### TEXT PROVIDED

The Pittsburgh-based company writes on the "Potential Adverse Effects of Low Short-Term Interest Rates," "After initiating short-term interest rate increases of 0.25% in late 2015 and 2016, the Federal Open Market Committee of the Federal Reserve Board (FOMC) raised the federal funds target rate by 0.25% three times during 2017 to its current target range of 1.25%-1.50%. The federal funds target rate, which drives short-term interest rates, had been close to zero for nearly seven years prior to the December 2015 increase. The long-term low interest-rate environment resulted in the gross yield earned by certain money market funds not being sufficient to cover all of the fund's operating expenses. As a result, beginning in the fourth quarter of 2008, Federated implemented voluntary waivers (either through fee waivers or reimbursements or assumptions of expenses) in order for certain money market funds to maintain positive or zero net yields (Voluntary Yield-related Fee Waivers). These waivers were partially offset by related reductions in distribution expense and net income attributable to noncontrolling interests as a result of Federated's mutual understanding and agreement with third-party intermediaries to share the impact of the Voluntary Yield-related Fee Waivers."

They also comment, "On a cumulative basis, Federated's regulatory, product development and restructuring, and other efforts in response to the Regulatory Developments discussed above, including the internal and external resources dedicated to such efforts, have had, and may continue to have, a material impact on Federated's expenses and, in turn, financial performance. The floating NAV for institutional and municipal (or tax-exempt) money market funds, and redemption fees and liquidity gates, required by the 2014 Money Fund Rules and Guidance, effective October 14, 2016, resulted in a shift in asset mix from institutional prime and municipal (or tax-exempt) money market funds to stable NAV government money market funds across the investment management industry and at Federated, which impacted its AUM, revenues and operating income. The regulatory changes and developments in the current regulatory environment, and Federated's efforts in responding to them, could have a material and adverse effect on Federated's business, results of operations, financial condition and/or cash flows. Given the current regulatory environment and the potential for deregulation or future additional or modified regulation or guidance, Federated is unable to fully assess the degree of the impact of adopted or proposed regulations, and other regulatory developments, and Federated's efforts related thereto, on its business, results of operations, financial condition and/or cash flows."

The 10-K also says, "Outside of the U.S., international regulators and other authorities, such as the FCA and Central Bank of Ireland, also have adopted and proposed regulations that could increase Federated's operating expenses and adversely affect Federated's business, results of operation, financial condition and/or cash flows.... Management continues to monitor and evaluate the potential impact of European money market reforms and other regulatory developments on Federated's business, results of operations, financial condition and/or cash flows. Regulatory reforms stemming from Brexit, as well as the potential political and economic uncertainty surrounding Brexit or other initiatives also may adversely affect, potentially in a material way, Federated's business, results of operations, financial condition and/or cash flows (including to Federated's non-U.S. operations)…. Among other potential impacts, compliance risks, the cost of compliance and other operational expenses have increased, and may continue to increase, it may become more difficult to passport products between the UK and EU Member States, and certain money market fund products may become less attractive to institutional or other investors, which could result in changes in asset mix and reductions in AUM, revenues and operating income."

### DESCRIPTION OF THE TASK
Using the excerpt above on Federated's interest-rate and regulatory risks, answer these questions:
(a) To what target range did the FOMC raise the federal funds rate during 2017?
(b) When did Federated begin its Voluntary Yield-related Fee Waivers?
(c) On what date did the 2014 Money Fund Rules and Guidance take effect?

### INFORMATION SUPPLIED

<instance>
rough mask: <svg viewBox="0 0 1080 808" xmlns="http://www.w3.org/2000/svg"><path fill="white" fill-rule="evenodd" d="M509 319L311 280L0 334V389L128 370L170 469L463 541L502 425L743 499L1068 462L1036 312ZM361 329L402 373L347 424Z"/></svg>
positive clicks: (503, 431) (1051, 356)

### REPLY TO THE TASK
(a) 1.25%-1.50%
(b) The fourth quarter of 2008
(c) October 14, 2016